### EXCERPTED PASSAGE
+ + + + + + +

It is disingenuous, deceitful, and unkind to give such false hope to the ardent believer.

On the same subject, updated: June, 6, 1999

Related to an interview with Ian Barbour, self-proclaimed theistic scientist, recipient of the Templeton Prize for Religion (note: not science) on channel 13 (PBS) on the evening news of May 28, 1999.
      It strikes me as curious that a scholar of his repute would suggest that "scientists are [now] more aware of the limitations of their specialized disciplines."
      Perhaps he has not read J. W. N. Sullivan's Limitations of Science (1933) and a host of critical analyses, in that period, of the foundation and methods of science.
      No credible scientists, starting with Aristotle (philosopher-scientist) who proclaimed that talk of beginnings and endings of the universe is unintelligible, could possibly be unaware of their limitations.
      To his credit, Barbour declares that no discipline has all the answers, yet in the same breath, he speaks of "God" as if he knows He exists.
      He goes on to say that "theologians are rethinking the concept of god in an evolutionary world."
      What can this mean -- particularly since there is considerable question as to when and how man's intelligence emerged (evolved?)?
      Theism has already run the gamut of conceptions of deities in the history of man and in the vast diversities of cultures, religions, and theistic "philosophies" from one-eyed monkeys to the Spinozistic universe to the emergent evolutionists' "next step in evolution."
      It is the role of scientists to investigate every aspect of physical things, and their functions, in the universe.
      Citing Stephen Hawking who observed that if the force of gravity were smaller by one part in a thousand million million, the universe would have collapsed before it had time for planets and galaxies or heavy elements to form, Balbour, implies design and plays the IF game, discounting chance as a viable answer because the latter cannot be verified.
      Balbour's WHAT IF game: "WHAT if it [gravity] had been just a fraction lower, it [What is IT, the "material" of the big bang, if not matter in some form?] would have expanded too rapidly for matter to coalesce."
Assuming Balbour knows the characteristics of his designer of the universe (perhaps a tall dark- skinned, blue eyed, blond haired super-intelligent scientist) existing in another dimension, let's play Balbour's WHAT IF game.
      WHAT IF this scientist is sitting in his laboratory dreaming up prototypes of universes that he plans to create just as some of our own scientists have claimed to be doing?
      WHAT IF he decides he'll experiment with 50 such prototypes?
      WHAT IF, in prototype 1, he decides to give the universe a force of zero gravity?
      WHAT IF, in prototype 2, he gives the universe a force of gravity smaller by one one thousand million millionths of our universe's gravity?
      WHAT IF in the succeeding prototypes he gave various and different degrees of force of gravity?
      WHAT IF, in those succeeding prototypes, he happened to give one of them a force of gravity identical to that of our universe ?
      Would he have known in advance without previous experience that occurred by chance or from some previous model, which of the prototypes would give emergence to life and intelligence?

+ + + + + + +

Rows from a dataset
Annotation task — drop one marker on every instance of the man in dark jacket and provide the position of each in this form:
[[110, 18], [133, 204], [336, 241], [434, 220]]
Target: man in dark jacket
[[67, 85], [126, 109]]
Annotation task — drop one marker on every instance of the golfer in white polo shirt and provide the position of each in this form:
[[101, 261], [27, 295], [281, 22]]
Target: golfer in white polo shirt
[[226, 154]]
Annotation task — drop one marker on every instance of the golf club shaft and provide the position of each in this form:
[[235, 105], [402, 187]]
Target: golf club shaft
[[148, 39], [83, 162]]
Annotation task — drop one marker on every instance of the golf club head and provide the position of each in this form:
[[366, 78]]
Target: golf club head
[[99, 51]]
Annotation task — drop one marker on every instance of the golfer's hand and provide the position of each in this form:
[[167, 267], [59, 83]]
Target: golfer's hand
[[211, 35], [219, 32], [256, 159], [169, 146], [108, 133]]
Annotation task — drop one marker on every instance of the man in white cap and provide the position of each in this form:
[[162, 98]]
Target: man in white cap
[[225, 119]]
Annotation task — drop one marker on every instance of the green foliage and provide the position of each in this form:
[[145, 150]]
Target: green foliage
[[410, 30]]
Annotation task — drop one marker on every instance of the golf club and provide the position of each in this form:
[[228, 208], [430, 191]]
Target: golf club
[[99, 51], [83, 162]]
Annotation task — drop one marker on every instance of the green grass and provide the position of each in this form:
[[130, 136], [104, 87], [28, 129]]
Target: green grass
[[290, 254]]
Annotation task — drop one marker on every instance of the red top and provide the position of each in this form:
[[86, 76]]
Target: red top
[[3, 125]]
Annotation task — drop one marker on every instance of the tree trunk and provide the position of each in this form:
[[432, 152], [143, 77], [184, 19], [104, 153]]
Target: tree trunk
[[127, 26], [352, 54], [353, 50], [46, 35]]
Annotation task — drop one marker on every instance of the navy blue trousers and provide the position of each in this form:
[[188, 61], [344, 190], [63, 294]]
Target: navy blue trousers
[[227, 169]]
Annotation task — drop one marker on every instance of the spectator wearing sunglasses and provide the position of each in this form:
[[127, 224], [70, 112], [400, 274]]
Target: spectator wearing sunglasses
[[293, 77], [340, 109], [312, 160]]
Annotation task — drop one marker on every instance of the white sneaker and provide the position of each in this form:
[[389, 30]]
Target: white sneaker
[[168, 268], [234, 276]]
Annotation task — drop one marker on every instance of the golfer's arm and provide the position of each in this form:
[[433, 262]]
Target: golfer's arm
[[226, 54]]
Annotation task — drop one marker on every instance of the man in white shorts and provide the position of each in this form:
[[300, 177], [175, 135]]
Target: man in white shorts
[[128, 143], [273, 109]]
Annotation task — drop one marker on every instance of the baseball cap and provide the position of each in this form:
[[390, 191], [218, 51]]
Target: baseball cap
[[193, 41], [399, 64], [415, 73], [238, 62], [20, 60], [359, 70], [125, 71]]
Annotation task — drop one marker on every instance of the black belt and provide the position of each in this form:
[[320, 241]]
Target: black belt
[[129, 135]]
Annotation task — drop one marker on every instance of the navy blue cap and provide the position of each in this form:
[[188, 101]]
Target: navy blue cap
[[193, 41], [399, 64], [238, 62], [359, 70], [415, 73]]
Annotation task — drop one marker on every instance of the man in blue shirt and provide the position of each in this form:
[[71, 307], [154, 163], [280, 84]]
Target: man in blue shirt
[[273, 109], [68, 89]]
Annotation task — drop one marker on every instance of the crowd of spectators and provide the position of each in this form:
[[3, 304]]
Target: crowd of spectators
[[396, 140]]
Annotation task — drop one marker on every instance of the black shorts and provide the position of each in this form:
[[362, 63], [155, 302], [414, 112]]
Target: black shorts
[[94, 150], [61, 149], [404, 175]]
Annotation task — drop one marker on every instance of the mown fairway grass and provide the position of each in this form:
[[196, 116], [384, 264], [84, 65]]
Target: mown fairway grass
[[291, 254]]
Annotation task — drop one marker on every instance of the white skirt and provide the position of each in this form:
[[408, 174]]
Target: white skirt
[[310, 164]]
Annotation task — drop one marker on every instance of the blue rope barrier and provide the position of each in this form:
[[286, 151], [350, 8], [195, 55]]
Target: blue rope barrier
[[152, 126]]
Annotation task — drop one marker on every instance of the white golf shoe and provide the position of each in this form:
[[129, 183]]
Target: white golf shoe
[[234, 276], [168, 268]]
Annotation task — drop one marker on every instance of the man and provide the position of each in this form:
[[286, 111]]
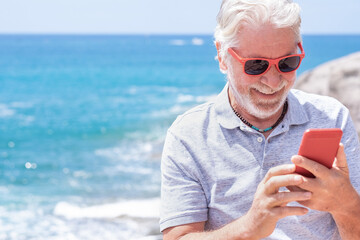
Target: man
[[228, 165]]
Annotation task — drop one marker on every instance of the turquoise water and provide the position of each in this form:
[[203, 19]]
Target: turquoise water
[[82, 123]]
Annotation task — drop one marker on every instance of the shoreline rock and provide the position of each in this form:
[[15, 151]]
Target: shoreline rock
[[339, 78]]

+ + + + + + +

### SHORT EXERCISE
Answer these questions using the excerpted passage:
1. On which channel was the interview with Ian Barbour broadcast?
2. What is the title of the J. W. N. Sullivan book mentioned, and in what year was it published?
3. How many universe prototypes does the imagined scientist decide to experiment with?
The rows play no part in this exercise.

### RESULT
1. Channel 13 (PBS)
2. *Limitations of Science*, published in 1933
3. 50